Excerpt:

## begin

This page was last updated on 30 June 2021.
The natural symbiosis between the Internet and offshore stems from the fact that both naturally manage to avoid tax. Businesses which can operate on the Internet without, so to speak, touching ground in a high-tax jurisdiction will naturally migrate to offshore jurisdictions; while businesses that already have offshore existence will find it highly convenient to be able to use the Internet to trade with their high-tax customers without having to make a landing in their countries.
As a major offshore jurisdiction with many thousands of offshore enterprises already installed, including many trading companies, it is only a matter of time before Madeira becomes a centre of e-commerce activity. The island's geographical location between continents, its good telecommunications links, sophisticated business infrastructure and the highly-educated work-force are all factors which will attract the sales, marketing and administrative departments of retail operations, particularly those trading into EU and African countries.
By locating websites in Madeira to carry out functions previously based in high-tax jurisdictions (such as sales and marketing, treasury management, supply of financial services, and most of all, the supply of digital goods such as music, video, training, software etc.,) businesses can take advantage of low rates of taxation for increasingly substantial parts of their operation.
In many countries, the distribution of goods from a warehouse does not constitute the carrying on of a trade or business in that jurisdiction, so that even for physical goods, in many cases it is possible to avoid a permanent establishment (taxable presence) altogether in many high-tax jurisdictions where trading activities currently take place.
In 2002, Madeira became the country of choice for EU internet service providers wishing to offer broadband services, due to its low VAT rate and the advantages of the International Business Centre (MIBC). These included British Telecom and Freeserve (now Orange.)
Madeira is also thought to have benefited from the European Union's decision to apply value added tax to digital downloads by consumers. Starting in July 2003, VAT has been payable by the supplier of goods and services downloaded over the Internet in the EU, including downloads of software, music and videos from non-EU companies, subject to de minimis rules. Before, these products had escaped VAT.
Under the single registration clause of the directive, companies are allowed to pay the combined tax liability that they have accumulated throughout the EU in one member state, which retains part of the tax before passing on the rest to the other states involved. Graeme Ross, head of indirect tax at KPMG, said that faced with the prospect of dealing with 15 (now 27) tax authorities, it was inevitable that internet companies and ISPs would opt for single registration. The island is also ideal for e-commerce, as following a decade of telecoms infrastructure investment, it now boasts the widest bandwidth in Europe.
Reverse charging of VAT on the electronic purchase of goods and services began in 2015. A revenue sharing agreement has been phased in over the subsequent three years. This was done to appease Luxembourg, which had used its veto to block the proposed reforms. Like Madeira, Luxembourg has become a popular location for internationally known e-commerce businesses with its low 15% rate of VAT.
The new rules require taxation for VAT on business-to-business supplies of services at the place where the customer is situated, rather than at the location of the supplier. For business-to-consumer supplies of services, the place of taxation is still that where the supplier is established. However, in certain circumstances, the general rules for both businesses and consumers are not applicable, and specified rules apply to reflect the principle of taxation at the place of consumption. These exemptions concern in particular: restaurant services, the hiring of means of transport, cultural, sporting, scientific and educational services, and business to consumer supplies of telecommunications, broadcasting and electronic services.

## end

Exercise aim: Give the text on Madeira and online trade again from "By locating websites" up to and including "currently take place.", changing "warehouse" to "depot".

Record extracts:
## begin

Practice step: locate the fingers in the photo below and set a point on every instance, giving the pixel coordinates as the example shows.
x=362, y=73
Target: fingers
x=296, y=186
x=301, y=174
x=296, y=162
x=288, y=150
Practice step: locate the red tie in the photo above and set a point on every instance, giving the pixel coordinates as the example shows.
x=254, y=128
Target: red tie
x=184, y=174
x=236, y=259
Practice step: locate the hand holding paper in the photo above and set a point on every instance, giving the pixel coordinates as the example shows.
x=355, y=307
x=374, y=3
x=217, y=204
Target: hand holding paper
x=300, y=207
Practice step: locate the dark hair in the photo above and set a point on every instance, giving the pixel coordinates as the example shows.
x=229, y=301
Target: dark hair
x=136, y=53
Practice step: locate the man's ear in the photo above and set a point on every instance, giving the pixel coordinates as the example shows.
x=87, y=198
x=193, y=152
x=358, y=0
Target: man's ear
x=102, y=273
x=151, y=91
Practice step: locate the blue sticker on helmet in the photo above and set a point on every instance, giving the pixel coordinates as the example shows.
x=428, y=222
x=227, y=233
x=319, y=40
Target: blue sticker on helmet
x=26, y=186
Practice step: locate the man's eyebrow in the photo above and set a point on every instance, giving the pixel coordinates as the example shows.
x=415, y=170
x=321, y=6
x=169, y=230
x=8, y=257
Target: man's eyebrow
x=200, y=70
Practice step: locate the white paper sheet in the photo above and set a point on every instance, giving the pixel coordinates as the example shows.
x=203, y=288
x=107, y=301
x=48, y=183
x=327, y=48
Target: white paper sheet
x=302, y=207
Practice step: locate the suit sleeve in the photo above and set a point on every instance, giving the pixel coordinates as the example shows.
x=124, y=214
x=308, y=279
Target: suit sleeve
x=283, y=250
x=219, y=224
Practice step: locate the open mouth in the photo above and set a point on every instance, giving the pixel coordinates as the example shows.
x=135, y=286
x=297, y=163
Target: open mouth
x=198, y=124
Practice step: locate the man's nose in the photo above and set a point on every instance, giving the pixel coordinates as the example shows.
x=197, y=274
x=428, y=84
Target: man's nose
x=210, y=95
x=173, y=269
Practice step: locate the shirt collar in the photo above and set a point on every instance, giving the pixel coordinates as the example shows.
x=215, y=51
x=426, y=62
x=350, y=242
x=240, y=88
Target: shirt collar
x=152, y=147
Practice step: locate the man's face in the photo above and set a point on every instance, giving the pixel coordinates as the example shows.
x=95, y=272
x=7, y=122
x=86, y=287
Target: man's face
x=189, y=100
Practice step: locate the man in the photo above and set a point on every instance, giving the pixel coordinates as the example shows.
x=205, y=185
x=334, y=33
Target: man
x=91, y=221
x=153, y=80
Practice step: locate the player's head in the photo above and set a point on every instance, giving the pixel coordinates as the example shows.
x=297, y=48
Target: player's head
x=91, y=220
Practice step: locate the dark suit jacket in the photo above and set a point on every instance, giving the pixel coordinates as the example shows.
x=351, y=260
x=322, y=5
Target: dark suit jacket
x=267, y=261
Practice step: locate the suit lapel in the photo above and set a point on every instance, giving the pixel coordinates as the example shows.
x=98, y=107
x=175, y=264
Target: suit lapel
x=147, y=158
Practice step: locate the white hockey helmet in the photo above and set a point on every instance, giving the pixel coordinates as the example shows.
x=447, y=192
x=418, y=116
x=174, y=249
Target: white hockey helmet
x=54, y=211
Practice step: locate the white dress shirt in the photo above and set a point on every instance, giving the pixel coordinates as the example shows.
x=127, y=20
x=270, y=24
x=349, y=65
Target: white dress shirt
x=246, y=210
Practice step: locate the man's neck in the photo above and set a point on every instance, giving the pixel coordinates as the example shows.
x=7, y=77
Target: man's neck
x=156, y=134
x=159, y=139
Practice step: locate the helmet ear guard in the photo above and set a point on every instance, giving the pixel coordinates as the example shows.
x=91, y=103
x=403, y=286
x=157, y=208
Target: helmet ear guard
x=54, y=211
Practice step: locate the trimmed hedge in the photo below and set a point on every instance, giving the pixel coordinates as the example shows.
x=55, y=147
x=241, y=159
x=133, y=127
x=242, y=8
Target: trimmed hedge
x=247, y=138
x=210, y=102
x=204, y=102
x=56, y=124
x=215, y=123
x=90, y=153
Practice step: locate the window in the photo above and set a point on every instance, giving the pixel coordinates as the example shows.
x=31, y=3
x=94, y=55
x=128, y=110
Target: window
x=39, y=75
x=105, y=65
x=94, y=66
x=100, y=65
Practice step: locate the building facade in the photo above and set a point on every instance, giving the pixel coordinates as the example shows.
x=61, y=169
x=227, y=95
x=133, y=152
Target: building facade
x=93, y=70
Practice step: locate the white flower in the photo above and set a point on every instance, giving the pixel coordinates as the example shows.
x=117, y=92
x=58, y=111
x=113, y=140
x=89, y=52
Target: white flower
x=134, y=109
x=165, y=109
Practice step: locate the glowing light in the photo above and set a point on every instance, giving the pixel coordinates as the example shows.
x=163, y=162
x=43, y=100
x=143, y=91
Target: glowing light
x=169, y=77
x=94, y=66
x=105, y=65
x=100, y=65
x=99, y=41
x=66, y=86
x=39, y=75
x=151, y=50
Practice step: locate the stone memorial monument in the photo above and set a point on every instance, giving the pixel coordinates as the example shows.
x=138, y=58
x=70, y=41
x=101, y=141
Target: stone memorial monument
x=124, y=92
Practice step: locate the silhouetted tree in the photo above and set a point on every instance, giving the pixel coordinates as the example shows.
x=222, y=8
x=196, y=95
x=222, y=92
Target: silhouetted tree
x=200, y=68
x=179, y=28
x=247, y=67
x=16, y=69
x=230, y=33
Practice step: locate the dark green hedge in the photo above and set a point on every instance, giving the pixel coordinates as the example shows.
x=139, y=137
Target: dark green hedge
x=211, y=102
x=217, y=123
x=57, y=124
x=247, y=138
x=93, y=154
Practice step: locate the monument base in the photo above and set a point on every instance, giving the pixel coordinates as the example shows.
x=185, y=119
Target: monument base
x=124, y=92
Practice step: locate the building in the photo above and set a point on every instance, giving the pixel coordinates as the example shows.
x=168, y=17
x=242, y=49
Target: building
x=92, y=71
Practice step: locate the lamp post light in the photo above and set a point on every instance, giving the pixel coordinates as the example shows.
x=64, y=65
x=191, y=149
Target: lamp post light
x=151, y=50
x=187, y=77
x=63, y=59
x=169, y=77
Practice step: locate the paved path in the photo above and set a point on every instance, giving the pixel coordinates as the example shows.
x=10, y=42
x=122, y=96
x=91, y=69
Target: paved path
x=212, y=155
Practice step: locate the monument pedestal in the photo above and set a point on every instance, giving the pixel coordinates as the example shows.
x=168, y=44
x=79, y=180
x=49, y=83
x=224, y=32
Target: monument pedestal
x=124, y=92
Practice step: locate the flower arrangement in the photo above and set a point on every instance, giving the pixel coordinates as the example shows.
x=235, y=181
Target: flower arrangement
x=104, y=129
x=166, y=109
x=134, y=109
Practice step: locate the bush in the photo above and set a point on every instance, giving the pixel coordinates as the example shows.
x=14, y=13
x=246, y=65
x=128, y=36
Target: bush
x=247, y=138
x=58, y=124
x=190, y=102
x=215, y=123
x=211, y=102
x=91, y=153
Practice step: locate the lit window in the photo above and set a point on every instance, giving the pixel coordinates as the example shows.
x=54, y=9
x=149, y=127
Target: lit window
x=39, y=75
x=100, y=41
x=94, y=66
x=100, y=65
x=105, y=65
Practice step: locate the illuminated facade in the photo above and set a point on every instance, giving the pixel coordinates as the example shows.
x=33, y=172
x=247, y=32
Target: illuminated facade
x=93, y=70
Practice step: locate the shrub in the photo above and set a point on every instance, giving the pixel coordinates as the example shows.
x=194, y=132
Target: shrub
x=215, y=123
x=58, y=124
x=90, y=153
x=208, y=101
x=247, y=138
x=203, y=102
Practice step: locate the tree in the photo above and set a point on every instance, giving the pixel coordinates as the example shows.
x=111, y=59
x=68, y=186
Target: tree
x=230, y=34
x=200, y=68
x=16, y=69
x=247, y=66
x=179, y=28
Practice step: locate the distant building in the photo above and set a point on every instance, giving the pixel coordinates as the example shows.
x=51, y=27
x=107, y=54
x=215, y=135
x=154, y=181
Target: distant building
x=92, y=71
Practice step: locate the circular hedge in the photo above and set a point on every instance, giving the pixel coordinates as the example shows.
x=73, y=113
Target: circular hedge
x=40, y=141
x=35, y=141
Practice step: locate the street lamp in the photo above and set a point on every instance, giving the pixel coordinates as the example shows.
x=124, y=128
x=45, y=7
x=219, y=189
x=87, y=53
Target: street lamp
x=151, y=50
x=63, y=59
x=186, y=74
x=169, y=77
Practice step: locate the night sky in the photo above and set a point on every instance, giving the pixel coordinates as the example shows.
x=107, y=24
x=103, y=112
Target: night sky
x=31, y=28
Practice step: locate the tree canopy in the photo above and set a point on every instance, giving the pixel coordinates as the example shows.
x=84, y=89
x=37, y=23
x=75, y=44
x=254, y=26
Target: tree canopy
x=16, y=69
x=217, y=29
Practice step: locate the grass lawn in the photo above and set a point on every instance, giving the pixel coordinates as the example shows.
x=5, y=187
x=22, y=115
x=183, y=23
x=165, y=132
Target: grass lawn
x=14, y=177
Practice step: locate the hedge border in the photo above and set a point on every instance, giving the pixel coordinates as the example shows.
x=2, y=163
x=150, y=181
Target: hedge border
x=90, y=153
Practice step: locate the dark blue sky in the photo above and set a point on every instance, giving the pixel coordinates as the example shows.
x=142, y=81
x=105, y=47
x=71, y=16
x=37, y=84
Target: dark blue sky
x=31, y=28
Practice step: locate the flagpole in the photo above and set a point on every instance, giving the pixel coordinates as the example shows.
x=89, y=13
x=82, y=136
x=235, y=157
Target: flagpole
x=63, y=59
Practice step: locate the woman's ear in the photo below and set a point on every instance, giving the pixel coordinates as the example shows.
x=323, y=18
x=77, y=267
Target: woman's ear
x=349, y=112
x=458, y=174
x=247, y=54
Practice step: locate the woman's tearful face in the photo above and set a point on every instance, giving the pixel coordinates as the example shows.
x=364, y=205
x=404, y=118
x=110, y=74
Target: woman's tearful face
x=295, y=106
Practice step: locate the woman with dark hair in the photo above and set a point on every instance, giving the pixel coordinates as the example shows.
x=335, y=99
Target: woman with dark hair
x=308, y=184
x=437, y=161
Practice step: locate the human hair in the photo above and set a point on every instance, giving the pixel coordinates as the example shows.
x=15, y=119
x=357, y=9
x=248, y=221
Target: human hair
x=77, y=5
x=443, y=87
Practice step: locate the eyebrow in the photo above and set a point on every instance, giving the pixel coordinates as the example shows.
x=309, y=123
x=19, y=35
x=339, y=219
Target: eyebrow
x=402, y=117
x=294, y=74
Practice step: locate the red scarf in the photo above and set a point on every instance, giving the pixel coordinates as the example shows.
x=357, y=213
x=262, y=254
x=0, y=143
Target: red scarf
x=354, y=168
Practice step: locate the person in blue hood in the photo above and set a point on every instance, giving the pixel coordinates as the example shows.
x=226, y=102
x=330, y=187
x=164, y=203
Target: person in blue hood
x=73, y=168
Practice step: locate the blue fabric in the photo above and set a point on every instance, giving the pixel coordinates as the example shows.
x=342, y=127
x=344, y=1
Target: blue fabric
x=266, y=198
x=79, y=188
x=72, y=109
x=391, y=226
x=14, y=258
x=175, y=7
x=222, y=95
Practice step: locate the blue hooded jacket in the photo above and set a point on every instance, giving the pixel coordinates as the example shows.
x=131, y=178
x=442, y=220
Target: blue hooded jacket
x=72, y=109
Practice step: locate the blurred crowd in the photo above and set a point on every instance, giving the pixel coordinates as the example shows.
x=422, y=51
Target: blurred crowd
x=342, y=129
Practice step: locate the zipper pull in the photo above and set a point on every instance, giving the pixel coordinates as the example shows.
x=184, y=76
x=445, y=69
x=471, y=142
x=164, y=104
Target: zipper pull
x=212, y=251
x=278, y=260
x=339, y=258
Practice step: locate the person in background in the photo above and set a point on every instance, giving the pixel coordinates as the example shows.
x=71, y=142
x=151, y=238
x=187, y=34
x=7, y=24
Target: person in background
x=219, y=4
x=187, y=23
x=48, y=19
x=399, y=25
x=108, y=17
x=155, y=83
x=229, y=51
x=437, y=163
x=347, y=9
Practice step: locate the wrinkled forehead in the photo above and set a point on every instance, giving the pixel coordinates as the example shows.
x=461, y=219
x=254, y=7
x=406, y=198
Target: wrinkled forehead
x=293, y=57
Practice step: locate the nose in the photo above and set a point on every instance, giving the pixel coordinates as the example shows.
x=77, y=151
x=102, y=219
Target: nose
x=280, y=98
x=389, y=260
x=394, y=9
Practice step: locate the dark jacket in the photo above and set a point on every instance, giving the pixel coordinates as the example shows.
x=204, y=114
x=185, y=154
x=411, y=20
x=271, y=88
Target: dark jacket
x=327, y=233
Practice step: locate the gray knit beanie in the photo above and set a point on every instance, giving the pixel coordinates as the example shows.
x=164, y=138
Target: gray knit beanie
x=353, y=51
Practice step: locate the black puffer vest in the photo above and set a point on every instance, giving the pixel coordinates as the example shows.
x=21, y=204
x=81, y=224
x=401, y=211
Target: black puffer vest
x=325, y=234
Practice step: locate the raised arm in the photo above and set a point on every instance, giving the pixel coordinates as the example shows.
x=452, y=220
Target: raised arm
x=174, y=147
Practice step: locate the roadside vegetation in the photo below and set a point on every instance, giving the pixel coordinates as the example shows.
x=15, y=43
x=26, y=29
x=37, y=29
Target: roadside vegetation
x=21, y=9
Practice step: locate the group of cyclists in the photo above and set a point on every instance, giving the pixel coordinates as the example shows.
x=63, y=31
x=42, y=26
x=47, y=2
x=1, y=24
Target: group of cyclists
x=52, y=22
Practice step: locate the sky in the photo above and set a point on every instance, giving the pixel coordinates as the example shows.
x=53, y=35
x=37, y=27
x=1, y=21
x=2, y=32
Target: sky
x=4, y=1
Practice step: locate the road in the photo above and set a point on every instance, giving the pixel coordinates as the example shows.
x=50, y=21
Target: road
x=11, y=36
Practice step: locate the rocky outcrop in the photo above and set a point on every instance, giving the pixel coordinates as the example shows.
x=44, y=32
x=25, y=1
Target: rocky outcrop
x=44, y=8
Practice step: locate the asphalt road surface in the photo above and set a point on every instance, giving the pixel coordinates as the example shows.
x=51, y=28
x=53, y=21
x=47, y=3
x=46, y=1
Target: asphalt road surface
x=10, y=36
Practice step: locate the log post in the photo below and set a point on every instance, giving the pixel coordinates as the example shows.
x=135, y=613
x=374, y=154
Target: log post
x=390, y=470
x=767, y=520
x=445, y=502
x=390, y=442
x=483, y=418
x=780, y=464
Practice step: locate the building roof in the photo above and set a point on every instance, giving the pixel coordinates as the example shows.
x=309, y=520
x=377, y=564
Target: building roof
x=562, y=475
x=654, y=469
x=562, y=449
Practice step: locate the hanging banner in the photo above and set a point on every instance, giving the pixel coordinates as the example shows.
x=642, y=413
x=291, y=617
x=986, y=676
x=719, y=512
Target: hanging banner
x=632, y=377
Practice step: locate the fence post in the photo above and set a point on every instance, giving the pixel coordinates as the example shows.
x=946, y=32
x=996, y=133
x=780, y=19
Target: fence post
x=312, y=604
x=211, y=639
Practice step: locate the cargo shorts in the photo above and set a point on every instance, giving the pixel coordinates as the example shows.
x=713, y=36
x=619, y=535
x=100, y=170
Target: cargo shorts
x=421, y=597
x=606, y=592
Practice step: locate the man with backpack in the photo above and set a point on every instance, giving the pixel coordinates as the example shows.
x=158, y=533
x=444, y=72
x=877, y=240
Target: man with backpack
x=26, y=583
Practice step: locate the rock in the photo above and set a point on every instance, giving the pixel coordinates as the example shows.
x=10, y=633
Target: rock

## end

Final result:
By locating websites in Madeira to carry out functions previously based in high-tax jurisdictions (such as sales and marketing, treasury management, supply of financial services, and most of all, the supply of digital goods such as music, video, training, software etc.,) businesses can take advantage of low rates of taxation for increasingly substantial parts of their operation.
In many countries, the distribution of goods from a depot does not constitute the carrying on of a trade or business in that jurisdiction, so that even for physical goods, in many cases it is possible to avoid a permanent establishment (taxable presence) altogether in many high-tax jurisdictions where trading activities currently take place.